● Exercise A
In the book review of The Rose Hotel, what was the main requirement of the discipline in the author's childhood home?
● Exercise B
Rewrite the paragraph of the book review of The Rose Hotel that begins "Their home in Iran was pervaded" in no more than three sentences, keeping its main facts.
● Exercise C
Continue the book review of The Rose Hotel from its last sentence.

● Document segment
Sunday, May 1, 2016

The Rose Hotel by Rahimeh Andalibian

Image of author Rahimeh Andalibian
Rahimeh Andalibian 


Full Title: The Rose Hotel: A Memoir of Secrets, Loss, and Love From Iran to America by Rahimeh Andalibian 


This book begins with a delightful account of Ms. Andalibian and her brother’s happily romping through their parents’ Rose Hotel. While their opening the refrigerator in order to ascertain the location of chocolate bars for future reference, and playing hide-and-seek on business premises were beyond parental guidelines, these children knew, if caught, they would be reprimanded gently.
  
Their home in Iran was pervaded by warmth, affection, delectable food, and a discipline which, although definite, always conveyed   understanding.  Its   main requirement consisted of absolute adherence to Islamic teachings.  Although this entailed strictures unusual in many parts of the world, these children, grown accustomed to its demands, complied with no more than the occasional inner sense of frustration.  Then, as often happens, a seemingly minor incident sets in motion a series of events which would haunt the family for decades to come, eventually forcing them to feel the need to leave Iran for America.

● Records supplied

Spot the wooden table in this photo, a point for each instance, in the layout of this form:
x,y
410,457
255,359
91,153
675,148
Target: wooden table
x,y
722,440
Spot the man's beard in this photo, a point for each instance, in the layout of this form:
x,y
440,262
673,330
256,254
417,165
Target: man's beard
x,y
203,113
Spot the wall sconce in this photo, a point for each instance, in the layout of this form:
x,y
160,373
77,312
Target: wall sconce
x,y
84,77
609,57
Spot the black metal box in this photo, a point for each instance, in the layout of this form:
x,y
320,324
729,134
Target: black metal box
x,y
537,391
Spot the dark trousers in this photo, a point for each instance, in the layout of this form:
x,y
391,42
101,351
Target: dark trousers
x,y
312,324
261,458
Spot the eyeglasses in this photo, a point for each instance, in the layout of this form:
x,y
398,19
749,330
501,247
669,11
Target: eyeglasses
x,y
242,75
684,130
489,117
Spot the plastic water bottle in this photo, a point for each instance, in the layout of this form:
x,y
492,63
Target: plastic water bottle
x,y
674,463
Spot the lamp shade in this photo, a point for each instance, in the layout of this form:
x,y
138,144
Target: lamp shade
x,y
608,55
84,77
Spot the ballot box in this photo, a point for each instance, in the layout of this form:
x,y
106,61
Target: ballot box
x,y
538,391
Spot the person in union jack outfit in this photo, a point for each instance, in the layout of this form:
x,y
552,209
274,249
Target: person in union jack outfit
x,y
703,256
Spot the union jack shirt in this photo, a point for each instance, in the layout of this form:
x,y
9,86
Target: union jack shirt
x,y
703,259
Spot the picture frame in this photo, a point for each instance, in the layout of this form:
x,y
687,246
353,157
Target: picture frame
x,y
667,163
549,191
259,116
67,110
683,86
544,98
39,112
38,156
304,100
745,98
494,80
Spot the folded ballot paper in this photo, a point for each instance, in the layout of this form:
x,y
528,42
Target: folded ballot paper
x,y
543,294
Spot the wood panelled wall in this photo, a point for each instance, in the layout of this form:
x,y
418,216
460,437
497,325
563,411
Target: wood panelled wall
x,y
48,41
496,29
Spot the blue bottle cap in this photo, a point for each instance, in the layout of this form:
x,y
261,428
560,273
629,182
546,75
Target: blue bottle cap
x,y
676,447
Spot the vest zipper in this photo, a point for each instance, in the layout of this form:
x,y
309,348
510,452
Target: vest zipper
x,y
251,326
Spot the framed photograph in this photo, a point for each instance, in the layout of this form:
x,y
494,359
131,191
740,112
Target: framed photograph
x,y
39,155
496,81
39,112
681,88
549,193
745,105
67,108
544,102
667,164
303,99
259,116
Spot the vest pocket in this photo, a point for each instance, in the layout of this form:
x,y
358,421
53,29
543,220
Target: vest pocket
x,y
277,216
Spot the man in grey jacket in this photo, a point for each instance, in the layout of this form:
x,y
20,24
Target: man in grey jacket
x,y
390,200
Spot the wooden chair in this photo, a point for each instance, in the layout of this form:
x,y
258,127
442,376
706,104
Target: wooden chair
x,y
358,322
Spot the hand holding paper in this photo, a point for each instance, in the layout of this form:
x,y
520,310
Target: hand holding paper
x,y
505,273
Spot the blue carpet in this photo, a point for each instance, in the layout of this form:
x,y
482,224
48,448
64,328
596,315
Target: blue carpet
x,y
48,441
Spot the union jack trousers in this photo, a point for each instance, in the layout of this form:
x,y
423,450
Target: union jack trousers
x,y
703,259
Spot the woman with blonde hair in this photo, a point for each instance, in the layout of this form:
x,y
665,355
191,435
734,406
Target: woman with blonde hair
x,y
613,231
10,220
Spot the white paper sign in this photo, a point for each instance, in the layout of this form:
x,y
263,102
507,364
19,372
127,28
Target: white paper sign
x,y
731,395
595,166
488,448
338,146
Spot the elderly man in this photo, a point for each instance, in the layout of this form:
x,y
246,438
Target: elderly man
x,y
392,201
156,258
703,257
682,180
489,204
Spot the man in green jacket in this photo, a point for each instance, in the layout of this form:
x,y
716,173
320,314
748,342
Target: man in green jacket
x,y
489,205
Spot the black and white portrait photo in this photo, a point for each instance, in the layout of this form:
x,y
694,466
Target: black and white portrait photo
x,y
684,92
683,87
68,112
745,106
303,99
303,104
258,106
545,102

● Written reply A
Absolute adherence to Islamic teachings.

● Written reply B
The family's home in Iran was warm, affectionate, full of delicious food, and run with firm but understanding discipline whose chief demand was strict observance of Islamic teachings. The children were used to these unusually strict rules and obeyed them with only occasional private frustration. A seemingly minor incident then set off events that haunted the family for decades and eventually led them to feel they had to leave Iran for America.

● Written reply C
Sadly, revolutions tend to release evil; actions which would not be dared in ordinary day-to-day life become permissible.  This proves especially true if the perpetrators can convince a court their motives were based on political principles, rather than the egoistic joy of reveling in a sense of control-causing harm with impunity.  Hence, in 1979, two drunken youths raped and battered a woman old enough to have been their grandmother.  When their victim pointed this out, indicating the grayness of her hair, they simply scoffed in hilarity.

Once this woman, abandoned and injured, had been rescued and brought to a hospital, the question became what should be done to prevent her abusers from harming others in the same or similar ways.  As her recollections were vague, the suspects needed to be confined somewhere before they could be arrested.  Given his reputation as being public-spirited and deeply moralistic, Mr. Andalibian was asked to house the suspected perpetrators in his hotel, while the police gathered evidence to justify their arrest and imprisonment. 

Therefore, despite his wife’s fury and terror regarding these criminals potential contact with their children, the father, having secluded the suspects for some while, in time, allowed them to perform jobs in the hotel.  Like many truly fine human beings, Mr. Andalibian believed the goodness in others could be awakened if sufficient trust was bestowed.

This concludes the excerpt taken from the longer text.